# START OF Recorded information

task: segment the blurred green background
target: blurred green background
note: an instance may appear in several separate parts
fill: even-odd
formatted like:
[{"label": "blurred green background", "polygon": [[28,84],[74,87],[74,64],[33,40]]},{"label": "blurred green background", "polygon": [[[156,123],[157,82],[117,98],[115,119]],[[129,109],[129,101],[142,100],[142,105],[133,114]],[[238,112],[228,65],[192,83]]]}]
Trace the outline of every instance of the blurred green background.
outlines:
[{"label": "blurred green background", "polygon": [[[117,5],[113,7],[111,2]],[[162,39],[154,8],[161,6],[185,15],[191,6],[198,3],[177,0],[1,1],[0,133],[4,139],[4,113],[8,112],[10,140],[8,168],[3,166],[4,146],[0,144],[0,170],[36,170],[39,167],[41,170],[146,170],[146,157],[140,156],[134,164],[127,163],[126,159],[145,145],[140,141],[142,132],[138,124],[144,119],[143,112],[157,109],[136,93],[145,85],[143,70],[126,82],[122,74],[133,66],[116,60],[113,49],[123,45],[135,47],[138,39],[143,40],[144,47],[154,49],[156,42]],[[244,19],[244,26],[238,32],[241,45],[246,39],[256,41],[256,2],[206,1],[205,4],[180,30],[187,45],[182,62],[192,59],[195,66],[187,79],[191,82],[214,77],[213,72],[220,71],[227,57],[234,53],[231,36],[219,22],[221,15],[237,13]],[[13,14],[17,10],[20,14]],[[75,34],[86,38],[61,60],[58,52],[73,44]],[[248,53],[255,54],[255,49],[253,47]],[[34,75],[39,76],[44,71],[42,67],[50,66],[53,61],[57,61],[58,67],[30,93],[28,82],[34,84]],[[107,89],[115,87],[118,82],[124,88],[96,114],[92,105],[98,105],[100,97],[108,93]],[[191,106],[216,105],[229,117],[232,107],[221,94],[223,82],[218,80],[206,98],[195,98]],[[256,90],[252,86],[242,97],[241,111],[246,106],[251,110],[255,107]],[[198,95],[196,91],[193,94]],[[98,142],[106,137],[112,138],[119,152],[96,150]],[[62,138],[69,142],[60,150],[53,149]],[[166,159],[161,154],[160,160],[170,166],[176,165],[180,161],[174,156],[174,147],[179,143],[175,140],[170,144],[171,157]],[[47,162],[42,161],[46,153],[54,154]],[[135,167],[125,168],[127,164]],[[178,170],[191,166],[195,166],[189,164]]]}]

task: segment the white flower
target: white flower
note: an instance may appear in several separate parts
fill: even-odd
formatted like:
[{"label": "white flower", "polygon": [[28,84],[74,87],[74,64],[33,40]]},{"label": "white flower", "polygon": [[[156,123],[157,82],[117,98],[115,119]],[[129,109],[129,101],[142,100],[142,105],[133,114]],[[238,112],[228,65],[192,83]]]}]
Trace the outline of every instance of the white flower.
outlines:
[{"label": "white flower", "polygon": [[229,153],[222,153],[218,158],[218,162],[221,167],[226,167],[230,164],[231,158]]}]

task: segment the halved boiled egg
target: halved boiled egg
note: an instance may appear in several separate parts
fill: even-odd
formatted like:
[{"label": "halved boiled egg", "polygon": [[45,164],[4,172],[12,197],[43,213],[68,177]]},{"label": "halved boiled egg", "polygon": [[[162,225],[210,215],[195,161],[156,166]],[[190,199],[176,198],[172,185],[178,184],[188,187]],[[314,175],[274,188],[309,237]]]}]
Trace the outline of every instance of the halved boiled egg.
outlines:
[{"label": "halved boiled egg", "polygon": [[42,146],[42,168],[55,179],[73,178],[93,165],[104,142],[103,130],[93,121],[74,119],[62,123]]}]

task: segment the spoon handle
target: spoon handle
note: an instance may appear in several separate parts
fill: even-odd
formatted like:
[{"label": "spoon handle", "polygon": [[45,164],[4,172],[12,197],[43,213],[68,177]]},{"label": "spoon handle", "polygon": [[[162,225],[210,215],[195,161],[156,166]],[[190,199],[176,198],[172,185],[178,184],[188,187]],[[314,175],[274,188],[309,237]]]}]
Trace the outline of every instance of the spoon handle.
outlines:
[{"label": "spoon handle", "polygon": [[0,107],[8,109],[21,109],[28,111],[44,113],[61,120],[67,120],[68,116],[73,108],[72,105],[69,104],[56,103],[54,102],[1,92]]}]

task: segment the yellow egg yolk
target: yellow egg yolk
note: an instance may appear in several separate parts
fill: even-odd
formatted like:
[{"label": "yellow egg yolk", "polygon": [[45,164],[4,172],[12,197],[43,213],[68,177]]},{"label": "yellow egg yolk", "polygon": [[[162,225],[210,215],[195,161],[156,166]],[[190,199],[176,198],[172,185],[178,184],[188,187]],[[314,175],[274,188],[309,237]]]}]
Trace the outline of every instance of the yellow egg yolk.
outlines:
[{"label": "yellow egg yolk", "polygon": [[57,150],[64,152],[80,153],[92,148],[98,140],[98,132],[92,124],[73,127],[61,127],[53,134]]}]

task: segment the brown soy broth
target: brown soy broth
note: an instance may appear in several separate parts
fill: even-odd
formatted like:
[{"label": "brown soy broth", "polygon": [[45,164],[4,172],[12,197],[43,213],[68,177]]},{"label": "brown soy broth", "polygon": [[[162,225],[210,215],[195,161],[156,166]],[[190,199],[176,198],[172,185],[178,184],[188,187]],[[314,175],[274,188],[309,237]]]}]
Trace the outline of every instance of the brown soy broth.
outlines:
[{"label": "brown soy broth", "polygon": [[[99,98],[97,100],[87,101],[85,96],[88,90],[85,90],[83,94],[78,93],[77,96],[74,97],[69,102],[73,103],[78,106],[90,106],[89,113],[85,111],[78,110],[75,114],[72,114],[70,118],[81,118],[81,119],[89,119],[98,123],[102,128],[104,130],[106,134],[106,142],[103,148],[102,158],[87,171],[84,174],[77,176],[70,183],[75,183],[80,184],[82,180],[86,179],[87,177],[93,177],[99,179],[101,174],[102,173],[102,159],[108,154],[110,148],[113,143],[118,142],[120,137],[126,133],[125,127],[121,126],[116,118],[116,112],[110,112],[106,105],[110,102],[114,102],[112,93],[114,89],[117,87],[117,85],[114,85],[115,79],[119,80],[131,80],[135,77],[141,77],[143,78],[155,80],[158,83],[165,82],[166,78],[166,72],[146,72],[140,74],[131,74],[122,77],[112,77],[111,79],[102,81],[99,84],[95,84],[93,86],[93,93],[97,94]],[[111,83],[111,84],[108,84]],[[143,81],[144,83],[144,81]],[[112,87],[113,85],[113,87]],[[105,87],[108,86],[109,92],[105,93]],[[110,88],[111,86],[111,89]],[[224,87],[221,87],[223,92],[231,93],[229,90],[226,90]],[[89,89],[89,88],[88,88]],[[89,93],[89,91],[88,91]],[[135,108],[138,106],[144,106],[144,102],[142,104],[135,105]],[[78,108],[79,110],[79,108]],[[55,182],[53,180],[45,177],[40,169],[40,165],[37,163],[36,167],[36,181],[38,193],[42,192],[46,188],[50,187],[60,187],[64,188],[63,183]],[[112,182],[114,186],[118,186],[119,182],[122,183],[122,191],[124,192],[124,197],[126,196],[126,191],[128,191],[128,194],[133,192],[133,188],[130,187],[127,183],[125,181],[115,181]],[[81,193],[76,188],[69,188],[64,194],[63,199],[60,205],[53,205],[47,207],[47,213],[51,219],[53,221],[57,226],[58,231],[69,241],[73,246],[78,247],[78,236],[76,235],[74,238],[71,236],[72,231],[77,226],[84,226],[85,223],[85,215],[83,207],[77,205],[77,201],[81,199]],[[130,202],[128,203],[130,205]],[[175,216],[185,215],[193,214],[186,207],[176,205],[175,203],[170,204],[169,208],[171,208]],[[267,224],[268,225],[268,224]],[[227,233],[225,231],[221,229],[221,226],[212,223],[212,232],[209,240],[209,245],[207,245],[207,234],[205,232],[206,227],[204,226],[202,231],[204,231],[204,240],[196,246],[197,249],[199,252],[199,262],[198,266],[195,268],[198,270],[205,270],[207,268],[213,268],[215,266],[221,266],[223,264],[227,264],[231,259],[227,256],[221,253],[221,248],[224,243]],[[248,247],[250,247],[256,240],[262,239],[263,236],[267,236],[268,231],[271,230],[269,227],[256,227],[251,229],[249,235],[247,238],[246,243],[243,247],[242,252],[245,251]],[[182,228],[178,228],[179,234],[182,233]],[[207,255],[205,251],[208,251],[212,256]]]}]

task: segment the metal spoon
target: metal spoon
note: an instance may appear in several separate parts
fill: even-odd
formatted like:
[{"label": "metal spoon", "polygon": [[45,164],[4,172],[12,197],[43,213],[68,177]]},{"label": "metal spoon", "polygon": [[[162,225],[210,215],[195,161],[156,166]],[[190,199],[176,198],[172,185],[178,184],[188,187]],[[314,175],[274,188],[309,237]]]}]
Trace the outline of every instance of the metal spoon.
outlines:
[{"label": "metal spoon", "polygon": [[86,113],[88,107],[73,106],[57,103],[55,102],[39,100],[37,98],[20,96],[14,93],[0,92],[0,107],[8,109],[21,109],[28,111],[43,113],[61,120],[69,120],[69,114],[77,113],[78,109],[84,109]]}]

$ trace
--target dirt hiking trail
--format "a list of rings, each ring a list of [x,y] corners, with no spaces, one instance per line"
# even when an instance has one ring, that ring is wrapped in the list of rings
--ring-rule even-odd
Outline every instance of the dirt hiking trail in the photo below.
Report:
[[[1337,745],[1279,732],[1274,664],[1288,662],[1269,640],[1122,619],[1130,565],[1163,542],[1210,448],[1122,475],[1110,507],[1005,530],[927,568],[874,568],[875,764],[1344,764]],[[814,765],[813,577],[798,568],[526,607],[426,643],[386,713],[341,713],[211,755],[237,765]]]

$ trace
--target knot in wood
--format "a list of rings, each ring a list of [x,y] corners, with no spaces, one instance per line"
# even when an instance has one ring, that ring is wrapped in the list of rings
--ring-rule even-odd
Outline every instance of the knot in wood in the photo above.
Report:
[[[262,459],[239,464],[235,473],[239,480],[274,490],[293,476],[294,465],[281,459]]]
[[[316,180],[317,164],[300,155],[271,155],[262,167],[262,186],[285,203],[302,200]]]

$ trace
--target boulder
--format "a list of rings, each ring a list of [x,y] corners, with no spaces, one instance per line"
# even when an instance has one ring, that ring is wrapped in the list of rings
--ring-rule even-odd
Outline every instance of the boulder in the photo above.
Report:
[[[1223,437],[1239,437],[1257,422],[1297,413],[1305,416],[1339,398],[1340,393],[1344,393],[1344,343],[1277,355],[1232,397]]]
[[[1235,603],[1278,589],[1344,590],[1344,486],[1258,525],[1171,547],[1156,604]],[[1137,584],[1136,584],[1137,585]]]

# END OF Recorded information

Your objective:
Exactly and only the lines from the line containing "task: segment the metal spoon" through the last line of the entries should be copied, both ends included.

Written answer:
task: segment the metal spoon
target: metal spoon
note: an instance may appear in several separate parts
fill: even-odd
formatted like:
[{"label": "metal spoon", "polygon": [[45,164],[4,172],[12,197],[43,213],[68,177]]},{"label": "metal spoon", "polygon": [[[162,225],[210,215],[195,161],[156,166]],[[190,199],[176,198],[172,185],[178,184],[188,187]],[[314,175],[274,188],[309,237]]]}]
Trace the outline of every instance of the metal spoon.
outlines:
[{"label": "metal spoon", "polygon": [[86,113],[88,107],[73,106],[57,103],[55,102],[39,100],[37,98],[20,96],[14,93],[0,92],[0,107],[8,109],[21,109],[28,111],[43,113],[61,120],[69,120],[69,114],[77,113],[78,109],[84,109]]}]

$ trace
--target dirt hiking trail
--format "a list of rings, each ring a list of [x,y] corners, with no spaces, one instance per line"
# even when an instance has one ring, that ring is wrapped in the list of rings
--ring-rule even-odd
Outline every instance of the dirt hiking trail in the photo below.
Report:
[[[1337,745],[1279,732],[1274,664],[1288,662],[1269,640],[1122,619],[1130,565],[1163,542],[1210,448],[1122,475],[1110,507],[1005,530],[927,568],[874,568],[875,764],[1344,764]],[[814,765],[813,577],[798,568],[526,607],[426,643],[386,713],[341,713],[211,755],[237,765]]]

$ trace
--target knot in wood
--format "a list of rings, each ring a list of [x,y] corners, with no spaces, one instance per line"
# even when an instance has one ring, that ring is wrapped in the list of rings
--ring-rule even-odd
Outline every instance of the knot in wood in the photo above.
Report:
[[[262,459],[239,464],[235,473],[239,480],[274,490],[293,476],[294,465],[281,459]]]
[[[316,180],[317,164],[300,155],[271,155],[262,167],[262,186],[285,203],[302,200]]]

$ trace
--target boulder
--format "a list of rings, each ring a list of [x,y] corners, with no spaces, one instance per line"
# even when an instance has one ring, that ring is wrapped in the list of rings
--ring-rule even-odd
Outline every instance of the boulder in the photo above.
Report:
[[[1223,437],[1239,437],[1257,422],[1297,413],[1305,416],[1339,398],[1340,393],[1344,393],[1344,343],[1277,355],[1232,397]]]
[[[1235,603],[1278,589],[1344,590],[1344,486],[1258,525],[1171,547],[1156,604]],[[1137,584],[1136,584],[1137,585]]]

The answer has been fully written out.